(Natural language region descriptions)
"""
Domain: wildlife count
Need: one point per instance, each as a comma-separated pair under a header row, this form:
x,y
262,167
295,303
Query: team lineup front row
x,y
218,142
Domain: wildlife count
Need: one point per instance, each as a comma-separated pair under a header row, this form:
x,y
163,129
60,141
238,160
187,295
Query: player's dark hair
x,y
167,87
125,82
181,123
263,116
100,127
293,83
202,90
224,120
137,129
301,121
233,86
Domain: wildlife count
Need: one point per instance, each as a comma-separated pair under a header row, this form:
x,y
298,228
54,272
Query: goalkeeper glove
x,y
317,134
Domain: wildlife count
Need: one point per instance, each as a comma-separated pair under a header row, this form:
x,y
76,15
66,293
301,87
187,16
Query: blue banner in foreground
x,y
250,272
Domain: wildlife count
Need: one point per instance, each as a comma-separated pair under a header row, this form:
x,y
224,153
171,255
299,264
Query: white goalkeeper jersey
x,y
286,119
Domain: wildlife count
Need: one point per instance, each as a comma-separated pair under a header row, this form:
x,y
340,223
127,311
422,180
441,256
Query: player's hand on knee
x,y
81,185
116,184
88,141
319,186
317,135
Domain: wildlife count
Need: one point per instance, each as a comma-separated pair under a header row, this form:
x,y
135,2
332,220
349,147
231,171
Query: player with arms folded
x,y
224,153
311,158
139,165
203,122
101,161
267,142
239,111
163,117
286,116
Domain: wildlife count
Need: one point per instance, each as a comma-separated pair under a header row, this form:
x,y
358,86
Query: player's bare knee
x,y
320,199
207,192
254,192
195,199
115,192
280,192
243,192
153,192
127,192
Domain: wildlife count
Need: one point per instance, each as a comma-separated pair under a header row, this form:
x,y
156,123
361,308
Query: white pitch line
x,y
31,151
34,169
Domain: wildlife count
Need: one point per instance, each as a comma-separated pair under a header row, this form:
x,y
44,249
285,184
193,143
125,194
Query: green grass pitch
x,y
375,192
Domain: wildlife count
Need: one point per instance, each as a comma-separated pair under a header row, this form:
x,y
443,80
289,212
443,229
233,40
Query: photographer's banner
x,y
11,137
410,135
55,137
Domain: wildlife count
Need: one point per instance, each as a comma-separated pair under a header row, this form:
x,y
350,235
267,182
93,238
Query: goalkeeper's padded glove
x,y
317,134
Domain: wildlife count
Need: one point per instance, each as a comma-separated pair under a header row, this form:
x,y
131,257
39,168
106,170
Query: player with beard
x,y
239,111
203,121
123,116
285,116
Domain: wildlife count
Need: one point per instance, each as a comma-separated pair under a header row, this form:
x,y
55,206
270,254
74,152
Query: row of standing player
"""
"""
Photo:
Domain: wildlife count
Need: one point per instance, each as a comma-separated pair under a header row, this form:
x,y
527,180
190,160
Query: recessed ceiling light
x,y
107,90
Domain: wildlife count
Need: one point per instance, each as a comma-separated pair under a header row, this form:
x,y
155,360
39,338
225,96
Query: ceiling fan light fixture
"""
• To do:
Could you restate word for word the lines above from the one containing "Query: player with beard" through the one containing "Query: row of standing player", both included, and nothing else?

• Exercise response:
Query: player with beard
x,y
239,111
203,121
123,116
285,116
Domain: wildlife count
Need: one point per instance, each as a comma-separated pair under a header row, this form:
x,y
55,206
270,254
74,152
Query: row of standing player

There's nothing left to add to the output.